*** Opening of Material provided ***

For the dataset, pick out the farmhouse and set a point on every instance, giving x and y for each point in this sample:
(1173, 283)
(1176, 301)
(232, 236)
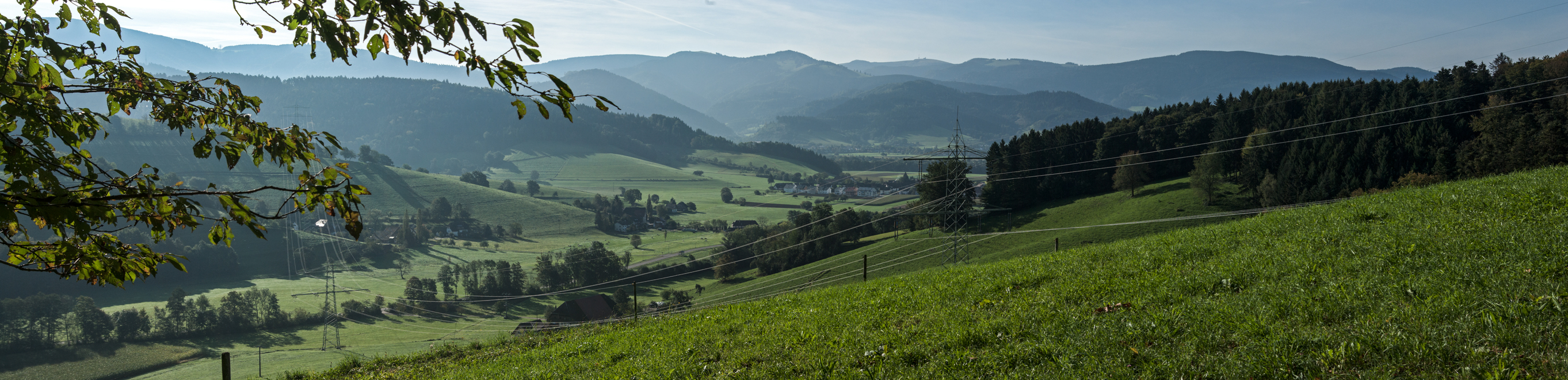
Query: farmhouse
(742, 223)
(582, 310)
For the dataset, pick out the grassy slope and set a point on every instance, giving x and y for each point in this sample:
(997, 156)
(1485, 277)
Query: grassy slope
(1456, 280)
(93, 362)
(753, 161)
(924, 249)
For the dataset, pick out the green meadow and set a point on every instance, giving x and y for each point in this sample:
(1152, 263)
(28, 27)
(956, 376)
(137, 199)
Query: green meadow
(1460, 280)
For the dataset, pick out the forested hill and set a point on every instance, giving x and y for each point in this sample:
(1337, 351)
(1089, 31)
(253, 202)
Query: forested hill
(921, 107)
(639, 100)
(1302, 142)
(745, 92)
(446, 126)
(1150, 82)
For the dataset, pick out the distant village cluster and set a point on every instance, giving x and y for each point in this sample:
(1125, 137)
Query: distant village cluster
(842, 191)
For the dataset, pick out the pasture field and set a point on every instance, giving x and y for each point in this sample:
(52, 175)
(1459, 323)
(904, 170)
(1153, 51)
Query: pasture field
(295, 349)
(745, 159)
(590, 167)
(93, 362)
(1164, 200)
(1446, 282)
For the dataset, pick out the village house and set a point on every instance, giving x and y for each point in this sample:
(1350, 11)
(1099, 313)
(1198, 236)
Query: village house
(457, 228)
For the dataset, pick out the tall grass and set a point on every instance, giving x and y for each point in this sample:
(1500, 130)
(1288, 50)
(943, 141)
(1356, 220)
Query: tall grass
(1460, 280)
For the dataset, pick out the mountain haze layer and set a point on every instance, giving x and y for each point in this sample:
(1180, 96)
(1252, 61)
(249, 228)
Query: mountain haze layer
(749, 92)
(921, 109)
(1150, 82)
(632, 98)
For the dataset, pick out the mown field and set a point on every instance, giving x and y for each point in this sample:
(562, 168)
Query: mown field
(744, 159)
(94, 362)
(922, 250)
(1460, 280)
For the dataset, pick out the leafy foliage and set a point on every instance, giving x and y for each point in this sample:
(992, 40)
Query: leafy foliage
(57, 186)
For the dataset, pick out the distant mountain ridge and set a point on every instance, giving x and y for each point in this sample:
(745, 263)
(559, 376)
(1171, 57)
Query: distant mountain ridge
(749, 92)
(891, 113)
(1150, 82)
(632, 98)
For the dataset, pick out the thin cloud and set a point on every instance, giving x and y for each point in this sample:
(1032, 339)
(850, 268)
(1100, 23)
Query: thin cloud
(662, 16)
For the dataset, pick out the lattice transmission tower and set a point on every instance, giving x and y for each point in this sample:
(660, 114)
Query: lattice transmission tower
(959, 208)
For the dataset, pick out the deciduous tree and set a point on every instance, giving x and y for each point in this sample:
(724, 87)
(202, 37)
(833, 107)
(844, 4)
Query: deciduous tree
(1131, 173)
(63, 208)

*** Close of Material provided ***

■ Problem to work on:
A verbatim copy of every record is required, with all pictures excluded.

■ Exercise response:
For the dataset, pick out the farmhouse and set a point on every instance, giving x and y for each point in this sample:
(1173, 283)
(1176, 301)
(232, 236)
Query: farmhouse
(742, 223)
(582, 310)
For the dataset, pick out the grassy slope and set a point on every instance, giving x and y for each point in this sample:
(997, 156)
(1485, 277)
Query: grassy slope
(1456, 280)
(93, 362)
(753, 161)
(924, 249)
For the dataset, pick out the green meadow and set a point on every instance, giving x and y for each point in this sample:
(1152, 263)
(28, 27)
(956, 376)
(137, 199)
Query: green meadow
(1460, 280)
For the dataset, pick out the forested hill and set a point on every instance, giving x and y for each point in this sample:
(1337, 351)
(1089, 31)
(253, 202)
Query: forested hill
(921, 107)
(639, 100)
(1302, 142)
(745, 92)
(446, 126)
(1150, 82)
For the dataset, pick out the distant village cluster and set a point on every instance, giving x and y for each point in this sample:
(1125, 137)
Query: distant village cluster
(842, 191)
For the dataset, pick out the pasture field and set a point on every instance, giving x and y for each point in this sample:
(52, 175)
(1459, 323)
(904, 170)
(1153, 51)
Query: pasture field
(295, 349)
(745, 159)
(590, 167)
(93, 362)
(1164, 200)
(1446, 282)
For the dataset, pick out the village house and set a point on every instance, giving x and y for each point in this sample:
(1350, 11)
(1099, 313)
(1198, 236)
Query: village house
(457, 228)
For the dataset, pick out the tall grass and set a point on every instance, giving x and y for each point in this sample:
(1500, 130)
(1288, 50)
(943, 141)
(1356, 220)
Query: tall grass
(1460, 280)
For the dataset, pick out the mountain haze layer and set a point on every instance, giving x and y for each point in this sample:
(1180, 96)
(1252, 61)
(249, 228)
Query: mountain haze layer
(749, 92)
(921, 109)
(1150, 82)
(632, 98)
For the dataset, pick out the mown field and set a point on every instance, giving x and y for each point in this sample:
(562, 168)
Query: mown field
(744, 159)
(94, 362)
(922, 250)
(1460, 280)
For the dataset, pick out the leafy foliage and set a point on every instance, giving x and y for each point in this sample:
(992, 40)
Query: leafy foliage
(57, 186)
For the dataset, pick out the distant mountain ridge and set a point on every instance, giving x and y for each point in this sample:
(745, 263)
(559, 376)
(1171, 57)
Query: distant mountain ridge
(749, 92)
(891, 113)
(1150, 82)
(632, 98)
For the dataset, pick out the thin cloud and set a point on every instance, giving x and y for each point in this sample:
(1032, 339)
(850, 268)
(1100, 23)
Query: thin cloud
(662, 16)
For the dataset, pick out the lattice transmission tower and set a point on every instance, giving x and y for each point in this sample:
(660, 114)
Query: lattice transmission tower
(959, 208)
For the dataset, pick out the deciduous tree and set a point on every instance, giving x and y for each point in this sample:
(724, 87)
(202, 37)
(833, 107)
(844, 4)
Query: deciduous tree
(1131, 173)
(63, 208)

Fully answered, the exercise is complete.